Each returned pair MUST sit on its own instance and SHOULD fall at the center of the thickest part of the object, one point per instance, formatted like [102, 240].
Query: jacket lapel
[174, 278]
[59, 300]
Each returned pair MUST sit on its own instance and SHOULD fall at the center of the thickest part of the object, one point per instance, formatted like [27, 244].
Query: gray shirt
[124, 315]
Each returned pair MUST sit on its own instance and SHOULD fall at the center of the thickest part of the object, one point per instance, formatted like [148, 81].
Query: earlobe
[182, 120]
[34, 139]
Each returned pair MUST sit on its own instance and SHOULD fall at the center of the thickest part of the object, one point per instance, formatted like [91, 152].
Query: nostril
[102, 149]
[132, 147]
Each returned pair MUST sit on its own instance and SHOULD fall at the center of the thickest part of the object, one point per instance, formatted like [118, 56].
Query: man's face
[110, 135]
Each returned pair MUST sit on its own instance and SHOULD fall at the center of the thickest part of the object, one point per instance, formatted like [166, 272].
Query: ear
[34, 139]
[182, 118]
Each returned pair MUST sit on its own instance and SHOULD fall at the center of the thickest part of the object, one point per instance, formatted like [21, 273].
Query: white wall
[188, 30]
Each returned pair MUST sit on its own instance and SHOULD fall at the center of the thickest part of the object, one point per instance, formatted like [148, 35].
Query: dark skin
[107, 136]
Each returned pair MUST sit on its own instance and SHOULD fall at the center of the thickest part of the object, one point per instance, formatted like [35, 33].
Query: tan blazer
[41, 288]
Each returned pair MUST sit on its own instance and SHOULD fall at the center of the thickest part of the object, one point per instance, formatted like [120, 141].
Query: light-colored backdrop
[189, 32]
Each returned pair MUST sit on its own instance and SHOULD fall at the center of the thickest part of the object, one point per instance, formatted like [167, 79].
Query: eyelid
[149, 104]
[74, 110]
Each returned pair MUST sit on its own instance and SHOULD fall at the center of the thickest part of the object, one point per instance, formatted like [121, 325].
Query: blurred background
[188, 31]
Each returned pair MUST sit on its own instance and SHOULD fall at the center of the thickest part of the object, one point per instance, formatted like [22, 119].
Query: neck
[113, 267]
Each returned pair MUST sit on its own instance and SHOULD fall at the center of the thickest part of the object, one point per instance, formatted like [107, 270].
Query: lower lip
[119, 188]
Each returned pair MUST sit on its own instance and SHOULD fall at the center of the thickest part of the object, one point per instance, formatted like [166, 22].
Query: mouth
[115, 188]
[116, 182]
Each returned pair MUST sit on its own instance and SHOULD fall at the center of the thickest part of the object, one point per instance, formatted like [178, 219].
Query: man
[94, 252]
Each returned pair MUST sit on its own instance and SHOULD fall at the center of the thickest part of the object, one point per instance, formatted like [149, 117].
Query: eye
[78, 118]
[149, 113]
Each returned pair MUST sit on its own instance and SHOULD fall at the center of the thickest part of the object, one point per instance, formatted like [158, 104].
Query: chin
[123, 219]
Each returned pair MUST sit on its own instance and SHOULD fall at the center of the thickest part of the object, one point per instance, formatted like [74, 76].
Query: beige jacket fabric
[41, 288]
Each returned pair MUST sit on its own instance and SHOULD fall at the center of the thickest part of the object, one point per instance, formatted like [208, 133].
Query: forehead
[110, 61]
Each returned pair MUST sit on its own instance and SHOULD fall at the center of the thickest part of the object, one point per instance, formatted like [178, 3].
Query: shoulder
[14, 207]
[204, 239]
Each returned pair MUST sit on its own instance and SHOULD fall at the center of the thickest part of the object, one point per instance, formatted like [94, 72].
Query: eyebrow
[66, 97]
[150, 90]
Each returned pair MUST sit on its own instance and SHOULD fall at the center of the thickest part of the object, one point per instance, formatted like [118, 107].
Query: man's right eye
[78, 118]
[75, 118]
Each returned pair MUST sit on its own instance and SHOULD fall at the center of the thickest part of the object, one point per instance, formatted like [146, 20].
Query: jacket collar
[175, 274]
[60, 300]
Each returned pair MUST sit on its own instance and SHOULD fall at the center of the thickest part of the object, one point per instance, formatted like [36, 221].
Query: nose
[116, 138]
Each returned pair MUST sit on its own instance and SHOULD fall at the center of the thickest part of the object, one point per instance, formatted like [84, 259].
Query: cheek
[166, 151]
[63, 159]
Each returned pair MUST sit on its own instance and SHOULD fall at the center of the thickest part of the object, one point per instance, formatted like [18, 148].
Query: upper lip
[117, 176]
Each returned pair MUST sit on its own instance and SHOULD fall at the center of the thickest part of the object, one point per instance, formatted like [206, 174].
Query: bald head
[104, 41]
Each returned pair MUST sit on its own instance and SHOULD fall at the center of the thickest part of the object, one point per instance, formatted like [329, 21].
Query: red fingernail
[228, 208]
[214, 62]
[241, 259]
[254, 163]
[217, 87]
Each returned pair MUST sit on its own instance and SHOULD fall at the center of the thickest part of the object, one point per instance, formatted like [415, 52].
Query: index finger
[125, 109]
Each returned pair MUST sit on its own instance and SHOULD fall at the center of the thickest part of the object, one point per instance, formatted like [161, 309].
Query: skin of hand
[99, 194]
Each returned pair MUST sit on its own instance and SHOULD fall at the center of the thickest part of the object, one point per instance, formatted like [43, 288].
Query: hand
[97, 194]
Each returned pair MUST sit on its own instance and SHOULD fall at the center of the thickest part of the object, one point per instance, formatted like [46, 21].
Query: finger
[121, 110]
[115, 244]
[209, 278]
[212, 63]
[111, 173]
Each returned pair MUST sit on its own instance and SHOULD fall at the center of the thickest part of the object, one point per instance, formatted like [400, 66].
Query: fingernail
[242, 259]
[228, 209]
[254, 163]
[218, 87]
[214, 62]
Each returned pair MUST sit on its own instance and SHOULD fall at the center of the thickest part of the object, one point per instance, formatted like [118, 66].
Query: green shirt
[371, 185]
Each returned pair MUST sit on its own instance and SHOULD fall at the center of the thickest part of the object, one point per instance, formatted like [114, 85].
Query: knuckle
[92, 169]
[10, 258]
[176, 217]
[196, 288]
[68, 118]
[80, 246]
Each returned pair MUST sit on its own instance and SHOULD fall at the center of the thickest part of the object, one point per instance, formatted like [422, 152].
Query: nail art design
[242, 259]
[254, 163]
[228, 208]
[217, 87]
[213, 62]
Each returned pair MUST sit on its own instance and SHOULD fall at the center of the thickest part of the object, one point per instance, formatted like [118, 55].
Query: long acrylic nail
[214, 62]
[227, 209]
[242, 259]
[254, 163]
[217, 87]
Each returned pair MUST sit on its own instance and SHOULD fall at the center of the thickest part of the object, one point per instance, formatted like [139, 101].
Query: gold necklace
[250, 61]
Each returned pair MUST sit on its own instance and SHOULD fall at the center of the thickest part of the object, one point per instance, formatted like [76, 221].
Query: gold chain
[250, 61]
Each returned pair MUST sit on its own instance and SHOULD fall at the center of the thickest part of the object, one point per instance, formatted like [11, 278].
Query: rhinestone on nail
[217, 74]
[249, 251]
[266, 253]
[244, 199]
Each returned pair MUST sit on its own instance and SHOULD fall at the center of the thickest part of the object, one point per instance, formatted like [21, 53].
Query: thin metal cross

_What to work on:_
In exact wording, restate the lines of the data above from the first through the one holding "like [148, 81].", and stop after that line.

_Reply to the task:_
Each returned pair MUST sit on its own instance and SHOULD fall at the center of the thickest part of the object, one point per instance, formatted like [102, 240].
Query: jacket lapel
[174, 278]
[59, 300]
Each returned pair MUST sit on its own instance and SHOULD fall at the center of the thickest part of the object, one point per instance, formatted like [27, 244].
Query: gray shirt
[124, 315]
Each returned pair MUST sit on its own instance and SHOULD fall at the center of the thickest part of the object, one point per instance, formatted like [148, 81].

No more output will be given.